*Tarea a realizar:*
Indica si cada afirmación coincide con el texto sobre la literatura argentina y responde sí o no, citando literalmente las palabras del texto que lo deciden. 1. Borges escribió una sola novela. 2. El intento de hacer una literatura normal y de mercado se repite cada 10 o 15 años. 3. El mercado literario argentino es demasiado grande.

El fantasma de la vanguardia
Menor, polémica y excéntrica. Así es la literatura argentina, invitada a la Feria Internacional del Libro (Liber), que se celebra en Madrid esta semana
Lo que más me interesa de la tradición literaria argentina es su dimensión agonística, su gusto por las tomas de posición, su necesidad de ser programática. En verdad, debería hablar no de tradición argentina, sino de tradiciones: genealogías y reapropiaciones siempre en pugna, en combate, configurando y reconfigurando sin cesar el campo estético y la relación con la política y la historia. Como si fratia y polemos, amistad y discusión, fueran de la mano. No ya solo la discusión entre bandos —que a esta altura no existen—, sino la discusión entre amigos. La amistad como una comunidad imaginaria fundada en la discusión y en la rareza.
Dije rareza, y por lo tanto es tiempo de citar a Borges. A dos clivajes por él planteados, que todavía mantienen un efecto altamente productivo. El primero, el de El escritor argentino y la tradición, ensayo en contra del nacionalismo, en el que define su posición como perteneciente a la tradición occidental, pero en el margen, lateral, en el límite, en el arrabal, un poco como los irlandeses con relación a la cultura inglesa. Una tradición excéntrica, en el sentido topográfico del término (y en cualquier otro sentido). El segundo aspecto es que el escritor argentino más grande y reconocido del siglo XX jamás escribió una novela. Nunca incursionó en el género mayor. Lo suyo siempre fue lo menor: sus ficciones a veces ni siquiera toman la forma canónica del cuento, sino de la parábola, el fragmento, la cita apócrifa. Menor, polémica y excéntrica, allí hay un yacimiento de conceptos y apuestas que la literatura argentina no debería perder de vista.
Aunque a veces lo hace. Lo hace en nombre del mainstream, de la búsqueda de una literatura normal, estándar, de mercado. Ocurre cada 10 o 15 años, y siempre fracasa. Obviamente fracasa estéticamente (porque ya nace fracasada), pero también en términos de mercado. El nuestro es un mercado (literario y en general) demasiado pequeño, frágil, deshilachado, y que además, también cada 10 o 15 años, la política económica de algún Gobierno se encarga de intentar destruir del todo (como ahora la del Gobierno de Macri).

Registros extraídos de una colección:
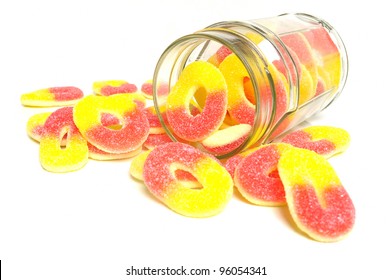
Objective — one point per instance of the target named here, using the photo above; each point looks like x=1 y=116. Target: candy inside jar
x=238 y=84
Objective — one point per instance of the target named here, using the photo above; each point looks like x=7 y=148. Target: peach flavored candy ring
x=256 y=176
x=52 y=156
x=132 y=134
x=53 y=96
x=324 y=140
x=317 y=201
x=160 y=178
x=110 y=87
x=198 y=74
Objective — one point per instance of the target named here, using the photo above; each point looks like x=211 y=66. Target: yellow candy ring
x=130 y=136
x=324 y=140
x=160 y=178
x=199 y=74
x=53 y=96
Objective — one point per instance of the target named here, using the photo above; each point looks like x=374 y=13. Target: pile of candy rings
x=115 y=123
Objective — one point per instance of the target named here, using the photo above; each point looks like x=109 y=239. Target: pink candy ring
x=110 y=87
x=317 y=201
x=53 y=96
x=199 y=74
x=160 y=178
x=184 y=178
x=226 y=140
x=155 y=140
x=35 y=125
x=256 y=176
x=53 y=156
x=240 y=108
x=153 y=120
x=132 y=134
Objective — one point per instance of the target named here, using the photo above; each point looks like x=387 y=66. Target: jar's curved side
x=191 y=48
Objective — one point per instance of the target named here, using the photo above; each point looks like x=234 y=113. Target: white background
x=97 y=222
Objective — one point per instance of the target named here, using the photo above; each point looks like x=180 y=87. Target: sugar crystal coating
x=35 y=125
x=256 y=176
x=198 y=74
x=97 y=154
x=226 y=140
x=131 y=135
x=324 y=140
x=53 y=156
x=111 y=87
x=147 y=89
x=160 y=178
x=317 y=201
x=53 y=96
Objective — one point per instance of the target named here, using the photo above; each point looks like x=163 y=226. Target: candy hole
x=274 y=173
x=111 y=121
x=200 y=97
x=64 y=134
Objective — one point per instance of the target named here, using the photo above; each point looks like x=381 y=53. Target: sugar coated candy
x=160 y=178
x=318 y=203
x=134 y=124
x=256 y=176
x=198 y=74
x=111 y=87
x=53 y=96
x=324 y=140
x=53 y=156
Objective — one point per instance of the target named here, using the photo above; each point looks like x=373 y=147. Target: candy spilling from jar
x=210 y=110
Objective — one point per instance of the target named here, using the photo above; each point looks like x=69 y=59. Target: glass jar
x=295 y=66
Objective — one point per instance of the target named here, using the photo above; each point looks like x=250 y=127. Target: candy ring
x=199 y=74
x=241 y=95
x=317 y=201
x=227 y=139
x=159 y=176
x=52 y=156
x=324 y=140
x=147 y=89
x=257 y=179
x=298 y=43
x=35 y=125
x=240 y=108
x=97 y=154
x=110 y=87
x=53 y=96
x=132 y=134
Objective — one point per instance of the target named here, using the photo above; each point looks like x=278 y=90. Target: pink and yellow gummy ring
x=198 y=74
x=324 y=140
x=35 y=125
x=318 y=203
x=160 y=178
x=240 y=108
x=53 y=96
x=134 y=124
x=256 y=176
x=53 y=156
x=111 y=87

*Respuesta completa:*
1. No: «jamás escribió una novela».
2. Sí: «Ocurre cada 10 o 15 años, y siempre fracasa».
3. No: «demasiado pequeño, frágil, deshilachado».